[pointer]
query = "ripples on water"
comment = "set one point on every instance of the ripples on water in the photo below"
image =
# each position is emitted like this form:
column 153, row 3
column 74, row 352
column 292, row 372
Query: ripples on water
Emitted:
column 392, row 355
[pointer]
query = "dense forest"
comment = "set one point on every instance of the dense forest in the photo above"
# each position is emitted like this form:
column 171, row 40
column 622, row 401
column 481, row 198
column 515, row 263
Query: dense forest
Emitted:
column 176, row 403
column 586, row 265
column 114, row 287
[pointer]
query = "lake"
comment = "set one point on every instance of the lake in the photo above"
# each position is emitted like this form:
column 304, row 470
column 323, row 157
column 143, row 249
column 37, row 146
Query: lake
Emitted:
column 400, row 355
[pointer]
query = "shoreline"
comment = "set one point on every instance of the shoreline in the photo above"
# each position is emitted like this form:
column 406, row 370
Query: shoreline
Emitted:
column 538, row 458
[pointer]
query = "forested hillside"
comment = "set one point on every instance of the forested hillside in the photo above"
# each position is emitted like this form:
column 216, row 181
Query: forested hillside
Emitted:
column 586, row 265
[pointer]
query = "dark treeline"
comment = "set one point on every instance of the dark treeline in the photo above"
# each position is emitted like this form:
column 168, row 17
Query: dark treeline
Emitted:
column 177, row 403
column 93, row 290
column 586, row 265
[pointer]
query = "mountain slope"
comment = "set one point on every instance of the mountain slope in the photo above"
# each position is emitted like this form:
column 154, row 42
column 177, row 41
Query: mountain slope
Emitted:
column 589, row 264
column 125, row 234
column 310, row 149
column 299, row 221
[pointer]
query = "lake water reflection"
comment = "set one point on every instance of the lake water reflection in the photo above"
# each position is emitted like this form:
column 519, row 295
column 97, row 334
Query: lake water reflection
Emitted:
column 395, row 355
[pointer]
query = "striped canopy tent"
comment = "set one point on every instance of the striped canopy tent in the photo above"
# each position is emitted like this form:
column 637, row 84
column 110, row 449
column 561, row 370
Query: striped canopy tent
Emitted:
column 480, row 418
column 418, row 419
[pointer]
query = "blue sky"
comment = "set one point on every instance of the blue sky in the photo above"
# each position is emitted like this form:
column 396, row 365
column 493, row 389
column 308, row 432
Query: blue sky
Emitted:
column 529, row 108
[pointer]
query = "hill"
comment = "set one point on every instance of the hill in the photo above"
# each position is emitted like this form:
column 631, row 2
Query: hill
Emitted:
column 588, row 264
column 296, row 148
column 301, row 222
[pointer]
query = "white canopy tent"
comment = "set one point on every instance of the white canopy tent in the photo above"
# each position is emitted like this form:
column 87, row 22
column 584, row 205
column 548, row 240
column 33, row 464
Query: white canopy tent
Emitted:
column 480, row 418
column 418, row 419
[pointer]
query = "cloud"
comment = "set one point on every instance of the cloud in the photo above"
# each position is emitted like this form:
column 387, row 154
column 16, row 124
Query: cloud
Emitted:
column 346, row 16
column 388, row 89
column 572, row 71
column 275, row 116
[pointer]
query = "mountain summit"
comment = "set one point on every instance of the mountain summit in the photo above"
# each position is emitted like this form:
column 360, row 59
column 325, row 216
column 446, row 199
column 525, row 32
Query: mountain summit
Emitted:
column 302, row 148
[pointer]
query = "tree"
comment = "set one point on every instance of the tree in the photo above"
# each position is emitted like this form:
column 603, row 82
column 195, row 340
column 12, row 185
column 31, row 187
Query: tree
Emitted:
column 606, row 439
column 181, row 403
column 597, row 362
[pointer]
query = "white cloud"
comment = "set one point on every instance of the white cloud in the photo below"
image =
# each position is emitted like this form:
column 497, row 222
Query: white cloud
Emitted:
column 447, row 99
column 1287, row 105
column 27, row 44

•••••

● **PROBLEM TO SOLVE**:
In the records above, find the line with "column 168, row 17"; write out exactly that line and each one after it, stopping after the line with "column 110, row 449".

● **REPLY**:
column 168, row 17
Query: dark treeline
Emitted:
column 177, row 403
column 93, row 290
column 586, row 265
[pointer]
query = "mountain slope"
comment = "set one point on every instance of the mountain slope in the photo above"
# each position is emitted like this form:
column 154, row 42
column 177, row 41
Query: mountain slope
Emitted:
column 589, row 264
column 125, row 234
column 310, row 149
column 299, row 221
[pointer]
query = "lake water reflection"
comment = "set one point on every instance of the lake water reflection in the photo above"
# each position is emitted like this form:
column 519, row 295
column 97, row 334
Query: lake water reflection
Emitted:
column 395, row 355
[pointer]
query = "striped canopy tent"
comment = "set one point on every instance of the striped canopy tent in the photo above"
# each position is emitted like this form:
column 637, row 84
column 110, row 449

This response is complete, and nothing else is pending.